■ **Data shown**
************
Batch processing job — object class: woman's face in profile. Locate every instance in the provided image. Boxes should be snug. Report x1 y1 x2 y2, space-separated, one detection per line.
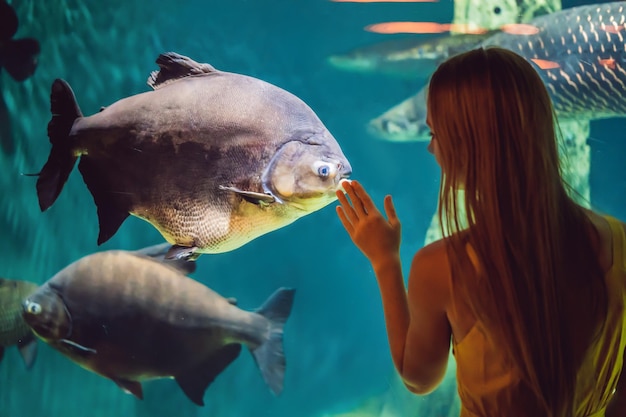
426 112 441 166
************
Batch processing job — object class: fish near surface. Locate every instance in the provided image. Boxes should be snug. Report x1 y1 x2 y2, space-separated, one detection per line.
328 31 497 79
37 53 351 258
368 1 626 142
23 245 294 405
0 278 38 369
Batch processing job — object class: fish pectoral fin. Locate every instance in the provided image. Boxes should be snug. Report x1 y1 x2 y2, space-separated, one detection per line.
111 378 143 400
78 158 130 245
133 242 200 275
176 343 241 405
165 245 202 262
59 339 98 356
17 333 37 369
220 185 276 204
************
■ **Written exercise**
Give the lines as a Markdown table with columns "n" and "Line," one row per line, numbered in order and skipping blank lines. Begin at the line that has "Batch processing job — object class: fish near" and stop after the line that has "220 185 276 204".

■ **Final answer**
| n | Line |
|---|---|
| 1 | Batch processing job — object class: fish near surface. Locate every instance in the provided image. Boxes should be snug. Report x1 y1 x2 y2, space-separated, one detection per line. |
| 2 | 328 31 497 79 |
| 3 | 37 53 351 258 |
| 4 | 368 1 626 142 |
| 5 | 23 245 294 405 |
| 6 | 0 278 38 369 |
| 7 | Batch processing job — object class: fish pectoral fin. Locate every instance in the provided image. Boxes should be snug. Report x1 y1 x2 y2, space-separated, one detection per line. |
| 8 | 111 378 143 400 |
| 9 | 78 158 130 245 |
| 10 | 133 242 200 275 |
| 11 | 176 343 241 405 |
| 12 | 165 245 202 262 |
| 13 | 59 339 98 356 |
| 14 | 17 333 37 369 |
| 15 | 220 185 276 204 |